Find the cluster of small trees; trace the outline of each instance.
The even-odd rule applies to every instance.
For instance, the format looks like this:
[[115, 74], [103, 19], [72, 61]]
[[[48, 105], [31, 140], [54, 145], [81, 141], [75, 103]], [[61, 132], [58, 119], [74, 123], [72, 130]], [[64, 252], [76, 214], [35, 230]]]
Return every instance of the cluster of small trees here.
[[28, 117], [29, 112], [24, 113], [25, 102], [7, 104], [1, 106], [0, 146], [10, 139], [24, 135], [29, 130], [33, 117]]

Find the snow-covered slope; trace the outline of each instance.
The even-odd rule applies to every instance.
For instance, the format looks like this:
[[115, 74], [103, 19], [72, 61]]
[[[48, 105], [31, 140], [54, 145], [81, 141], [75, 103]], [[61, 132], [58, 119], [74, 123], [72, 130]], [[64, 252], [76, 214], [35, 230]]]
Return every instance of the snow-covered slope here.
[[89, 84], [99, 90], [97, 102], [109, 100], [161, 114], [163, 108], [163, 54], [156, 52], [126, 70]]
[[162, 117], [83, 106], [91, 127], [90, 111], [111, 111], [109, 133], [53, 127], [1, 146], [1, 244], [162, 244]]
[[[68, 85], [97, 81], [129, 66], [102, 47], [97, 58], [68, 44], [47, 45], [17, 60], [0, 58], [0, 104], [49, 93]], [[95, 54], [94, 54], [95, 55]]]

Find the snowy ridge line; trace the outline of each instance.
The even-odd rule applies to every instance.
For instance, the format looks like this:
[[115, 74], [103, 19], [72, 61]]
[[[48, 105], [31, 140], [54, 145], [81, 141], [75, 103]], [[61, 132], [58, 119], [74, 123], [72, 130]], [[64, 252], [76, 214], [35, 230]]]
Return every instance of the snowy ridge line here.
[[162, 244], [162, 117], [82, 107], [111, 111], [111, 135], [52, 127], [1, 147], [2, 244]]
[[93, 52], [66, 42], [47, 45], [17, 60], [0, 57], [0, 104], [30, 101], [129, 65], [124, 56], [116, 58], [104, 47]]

===

▶ **WRITTEN TASK**
Copy out again, unchanged, the lines of the items from the one containing "Find the snow-covered" through the one containing "Return every instance of the snow-covered", both of those lines included.

▶ **FINAL ANSWER**
Find the snow-covered slope; trace the outline of each instance.
The even-odd rule applies to every instance.
For instance, the format looks like this:
[[115, 74], [103, 19], [72, 61]]
[[[48, 105], [31, 140], [54, 145], [81, 141], [75, 103]], [[61, 132], [58, 119], [74, 123], [72, 130]], [[64, 252], [76, 214], [35, 230]]]
Return every instance of the snow-covered slope here.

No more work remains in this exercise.